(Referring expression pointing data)
'''
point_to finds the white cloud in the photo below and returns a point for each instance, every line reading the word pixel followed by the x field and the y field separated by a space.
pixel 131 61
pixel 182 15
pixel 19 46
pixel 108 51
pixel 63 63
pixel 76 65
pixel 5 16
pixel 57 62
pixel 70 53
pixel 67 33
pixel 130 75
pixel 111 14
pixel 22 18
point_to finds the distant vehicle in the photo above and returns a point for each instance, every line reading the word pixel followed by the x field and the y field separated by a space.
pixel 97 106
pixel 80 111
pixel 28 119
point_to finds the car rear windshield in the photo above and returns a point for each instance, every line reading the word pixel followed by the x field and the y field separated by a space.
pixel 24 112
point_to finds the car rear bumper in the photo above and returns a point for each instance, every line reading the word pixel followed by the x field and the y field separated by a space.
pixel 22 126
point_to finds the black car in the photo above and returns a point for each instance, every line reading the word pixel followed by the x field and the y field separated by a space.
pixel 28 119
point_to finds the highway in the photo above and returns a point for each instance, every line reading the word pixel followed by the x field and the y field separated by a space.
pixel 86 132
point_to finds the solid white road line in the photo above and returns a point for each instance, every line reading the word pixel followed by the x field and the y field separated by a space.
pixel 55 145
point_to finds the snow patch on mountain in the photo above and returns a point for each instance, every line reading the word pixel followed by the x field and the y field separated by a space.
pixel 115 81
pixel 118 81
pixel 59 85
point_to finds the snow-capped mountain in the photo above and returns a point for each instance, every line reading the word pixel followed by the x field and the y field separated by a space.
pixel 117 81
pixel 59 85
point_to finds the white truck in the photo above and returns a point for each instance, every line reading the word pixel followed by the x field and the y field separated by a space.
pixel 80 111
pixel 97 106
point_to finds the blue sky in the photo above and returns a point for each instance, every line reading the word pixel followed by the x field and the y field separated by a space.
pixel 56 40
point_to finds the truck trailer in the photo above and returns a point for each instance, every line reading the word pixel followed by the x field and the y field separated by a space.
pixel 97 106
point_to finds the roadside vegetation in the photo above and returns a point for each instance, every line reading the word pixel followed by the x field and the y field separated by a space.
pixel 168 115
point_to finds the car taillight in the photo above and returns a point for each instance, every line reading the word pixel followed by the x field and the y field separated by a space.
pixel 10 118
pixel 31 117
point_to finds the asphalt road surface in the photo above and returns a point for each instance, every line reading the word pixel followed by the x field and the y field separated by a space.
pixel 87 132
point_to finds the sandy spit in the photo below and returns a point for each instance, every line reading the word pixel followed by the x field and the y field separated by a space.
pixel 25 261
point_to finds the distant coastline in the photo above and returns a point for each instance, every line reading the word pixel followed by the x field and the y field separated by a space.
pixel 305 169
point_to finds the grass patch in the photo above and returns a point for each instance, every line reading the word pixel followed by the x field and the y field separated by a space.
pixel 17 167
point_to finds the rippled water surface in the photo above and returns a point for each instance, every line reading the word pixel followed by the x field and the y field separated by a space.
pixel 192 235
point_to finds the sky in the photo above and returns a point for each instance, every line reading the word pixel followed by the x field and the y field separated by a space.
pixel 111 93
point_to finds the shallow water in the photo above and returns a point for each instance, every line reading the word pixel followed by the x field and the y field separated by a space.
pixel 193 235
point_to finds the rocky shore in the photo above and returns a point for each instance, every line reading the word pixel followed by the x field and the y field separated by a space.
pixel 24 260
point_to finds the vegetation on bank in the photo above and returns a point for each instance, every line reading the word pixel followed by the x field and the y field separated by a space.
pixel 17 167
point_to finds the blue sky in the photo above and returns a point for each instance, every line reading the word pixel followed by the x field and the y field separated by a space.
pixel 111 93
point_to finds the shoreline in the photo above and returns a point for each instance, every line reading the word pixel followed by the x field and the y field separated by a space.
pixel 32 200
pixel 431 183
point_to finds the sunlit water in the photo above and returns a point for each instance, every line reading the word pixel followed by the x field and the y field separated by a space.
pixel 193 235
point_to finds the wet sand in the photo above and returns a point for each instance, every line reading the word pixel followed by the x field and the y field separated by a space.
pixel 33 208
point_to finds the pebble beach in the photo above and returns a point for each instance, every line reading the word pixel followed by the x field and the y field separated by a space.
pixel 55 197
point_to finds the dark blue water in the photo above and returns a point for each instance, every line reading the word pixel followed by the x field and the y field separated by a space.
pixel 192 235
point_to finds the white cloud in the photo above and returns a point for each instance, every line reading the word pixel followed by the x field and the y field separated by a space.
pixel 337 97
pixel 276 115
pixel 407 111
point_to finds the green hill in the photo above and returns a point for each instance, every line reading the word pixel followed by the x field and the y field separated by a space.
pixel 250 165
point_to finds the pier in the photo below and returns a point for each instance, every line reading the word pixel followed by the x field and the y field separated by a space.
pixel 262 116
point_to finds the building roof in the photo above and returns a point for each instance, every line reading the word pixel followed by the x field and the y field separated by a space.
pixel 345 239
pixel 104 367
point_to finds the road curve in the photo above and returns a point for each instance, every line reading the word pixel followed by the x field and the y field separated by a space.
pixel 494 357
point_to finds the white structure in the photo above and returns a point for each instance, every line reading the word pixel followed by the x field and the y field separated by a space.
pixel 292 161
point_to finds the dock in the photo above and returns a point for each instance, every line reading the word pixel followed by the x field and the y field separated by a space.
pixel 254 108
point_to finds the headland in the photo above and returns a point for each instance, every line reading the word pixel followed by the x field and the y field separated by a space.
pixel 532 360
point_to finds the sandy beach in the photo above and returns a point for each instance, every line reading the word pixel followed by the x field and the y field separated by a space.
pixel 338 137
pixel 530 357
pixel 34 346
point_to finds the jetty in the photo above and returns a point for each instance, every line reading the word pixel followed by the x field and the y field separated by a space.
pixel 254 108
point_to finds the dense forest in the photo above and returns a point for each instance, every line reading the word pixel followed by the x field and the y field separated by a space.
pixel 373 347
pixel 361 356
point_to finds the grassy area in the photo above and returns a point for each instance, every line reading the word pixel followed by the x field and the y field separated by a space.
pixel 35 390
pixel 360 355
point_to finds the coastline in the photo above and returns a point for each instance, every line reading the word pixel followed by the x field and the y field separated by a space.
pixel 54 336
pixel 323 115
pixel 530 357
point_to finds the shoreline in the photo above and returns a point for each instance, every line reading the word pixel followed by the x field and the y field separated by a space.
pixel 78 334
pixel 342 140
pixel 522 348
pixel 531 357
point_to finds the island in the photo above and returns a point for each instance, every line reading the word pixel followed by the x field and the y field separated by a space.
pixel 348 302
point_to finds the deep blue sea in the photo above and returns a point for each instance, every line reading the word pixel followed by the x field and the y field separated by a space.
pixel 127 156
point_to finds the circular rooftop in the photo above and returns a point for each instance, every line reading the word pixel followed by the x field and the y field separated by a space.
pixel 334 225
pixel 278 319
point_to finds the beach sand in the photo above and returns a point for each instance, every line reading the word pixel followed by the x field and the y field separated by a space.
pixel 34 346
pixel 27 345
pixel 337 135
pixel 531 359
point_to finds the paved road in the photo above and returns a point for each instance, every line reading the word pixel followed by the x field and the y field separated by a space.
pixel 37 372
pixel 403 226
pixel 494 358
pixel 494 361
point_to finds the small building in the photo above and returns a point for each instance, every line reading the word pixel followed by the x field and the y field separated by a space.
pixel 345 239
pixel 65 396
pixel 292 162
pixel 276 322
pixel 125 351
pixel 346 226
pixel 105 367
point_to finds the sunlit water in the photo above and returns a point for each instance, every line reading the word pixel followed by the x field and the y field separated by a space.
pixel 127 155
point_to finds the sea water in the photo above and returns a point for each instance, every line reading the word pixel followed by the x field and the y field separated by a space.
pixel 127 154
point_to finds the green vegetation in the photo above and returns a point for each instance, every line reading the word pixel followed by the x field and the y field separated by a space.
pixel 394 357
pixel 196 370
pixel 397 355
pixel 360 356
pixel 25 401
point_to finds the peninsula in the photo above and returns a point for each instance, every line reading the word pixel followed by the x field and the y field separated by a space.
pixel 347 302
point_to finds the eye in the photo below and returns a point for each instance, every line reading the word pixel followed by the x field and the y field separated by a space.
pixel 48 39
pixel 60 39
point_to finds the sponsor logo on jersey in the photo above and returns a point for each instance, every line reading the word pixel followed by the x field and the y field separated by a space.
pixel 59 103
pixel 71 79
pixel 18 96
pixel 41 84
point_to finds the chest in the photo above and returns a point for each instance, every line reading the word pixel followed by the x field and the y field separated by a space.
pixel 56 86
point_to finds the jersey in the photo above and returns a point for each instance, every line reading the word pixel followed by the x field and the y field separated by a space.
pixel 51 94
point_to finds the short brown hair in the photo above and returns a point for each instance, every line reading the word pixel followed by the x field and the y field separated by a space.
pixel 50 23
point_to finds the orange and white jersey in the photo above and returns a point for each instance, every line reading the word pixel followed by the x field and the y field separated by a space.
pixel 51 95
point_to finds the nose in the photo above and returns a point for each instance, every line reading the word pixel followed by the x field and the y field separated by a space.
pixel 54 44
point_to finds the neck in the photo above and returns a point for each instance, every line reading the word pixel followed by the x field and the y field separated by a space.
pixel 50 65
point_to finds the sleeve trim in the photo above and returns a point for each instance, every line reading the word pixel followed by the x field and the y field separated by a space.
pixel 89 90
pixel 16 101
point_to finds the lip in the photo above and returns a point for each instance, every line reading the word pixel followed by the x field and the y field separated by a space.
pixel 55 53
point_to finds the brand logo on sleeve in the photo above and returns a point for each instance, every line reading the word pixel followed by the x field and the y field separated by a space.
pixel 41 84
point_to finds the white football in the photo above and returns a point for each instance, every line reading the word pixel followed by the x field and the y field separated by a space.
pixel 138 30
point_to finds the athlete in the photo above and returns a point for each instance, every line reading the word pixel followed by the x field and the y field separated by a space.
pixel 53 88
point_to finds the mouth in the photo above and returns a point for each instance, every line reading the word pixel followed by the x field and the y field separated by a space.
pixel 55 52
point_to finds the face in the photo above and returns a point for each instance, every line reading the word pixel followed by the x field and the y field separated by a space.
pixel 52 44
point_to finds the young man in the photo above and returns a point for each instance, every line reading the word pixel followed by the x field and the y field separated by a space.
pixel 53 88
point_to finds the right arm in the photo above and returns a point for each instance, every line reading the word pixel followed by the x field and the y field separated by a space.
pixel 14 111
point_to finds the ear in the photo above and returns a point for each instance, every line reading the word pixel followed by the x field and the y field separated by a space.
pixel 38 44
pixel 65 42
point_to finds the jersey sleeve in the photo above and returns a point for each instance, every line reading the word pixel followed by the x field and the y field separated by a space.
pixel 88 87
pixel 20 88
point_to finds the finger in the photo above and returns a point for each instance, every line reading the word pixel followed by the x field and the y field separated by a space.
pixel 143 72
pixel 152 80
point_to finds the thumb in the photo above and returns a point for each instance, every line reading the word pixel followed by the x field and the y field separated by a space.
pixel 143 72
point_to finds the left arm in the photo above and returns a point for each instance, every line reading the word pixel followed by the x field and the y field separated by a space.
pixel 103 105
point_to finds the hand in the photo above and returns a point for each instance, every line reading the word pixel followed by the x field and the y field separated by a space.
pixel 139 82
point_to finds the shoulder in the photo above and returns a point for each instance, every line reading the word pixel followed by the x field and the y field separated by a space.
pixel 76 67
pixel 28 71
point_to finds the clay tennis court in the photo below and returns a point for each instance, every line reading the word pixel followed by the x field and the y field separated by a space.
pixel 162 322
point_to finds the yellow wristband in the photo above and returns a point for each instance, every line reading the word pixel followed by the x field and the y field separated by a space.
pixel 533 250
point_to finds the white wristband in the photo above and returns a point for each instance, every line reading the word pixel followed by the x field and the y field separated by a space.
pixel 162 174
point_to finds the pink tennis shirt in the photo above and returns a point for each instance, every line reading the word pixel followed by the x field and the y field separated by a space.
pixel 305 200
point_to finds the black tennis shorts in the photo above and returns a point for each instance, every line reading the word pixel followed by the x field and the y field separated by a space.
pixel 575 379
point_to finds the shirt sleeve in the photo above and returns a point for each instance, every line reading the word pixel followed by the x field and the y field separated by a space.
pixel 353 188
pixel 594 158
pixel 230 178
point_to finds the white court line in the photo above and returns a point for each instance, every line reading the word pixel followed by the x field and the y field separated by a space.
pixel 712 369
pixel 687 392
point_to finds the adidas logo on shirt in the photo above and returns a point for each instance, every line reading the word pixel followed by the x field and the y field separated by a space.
'''
* [PROBLEM STATEMENT] Starting from the line that contains "point_to finds the white wristband", transcribe each line to the end of the records above. Please add nothing.

* [REPLY]
point_to finds the white wristband in the photo above and returns a point for each instance, every line reading the word pixel followed by the x field and the y field separated by a space.
pixel 162 174
point_to finds the pink tennis shirt in the photo above and returns a point for each instance, every line reading the word pixel followed by the x field and the y field separated by a space.
pixel 305 200
point_to finds the black tennis shorts in the photo above and returns a point for each instance, every line reading the word pixel followed by the x field and the y field separated by a space.
pixel 575 379
point_to finds the shirt sleeve in the photo above and returns a point for each instance, every line reading the word pixel followed by the x field and the y field separated by a space.
pixel 353 188
pixel 594 158
pixel 230 178
point_to finds the white court line in the photo above and returns a point for each instance, every line reading the word pixel followed by the x field and the y field separated by a space.
pixel 712 369
pixel 687 392
point_to finds the adidas logo on shirt in the photo above and returns a point for each instance, every line reading the word pixel followed by the x field and the y field separated by a space.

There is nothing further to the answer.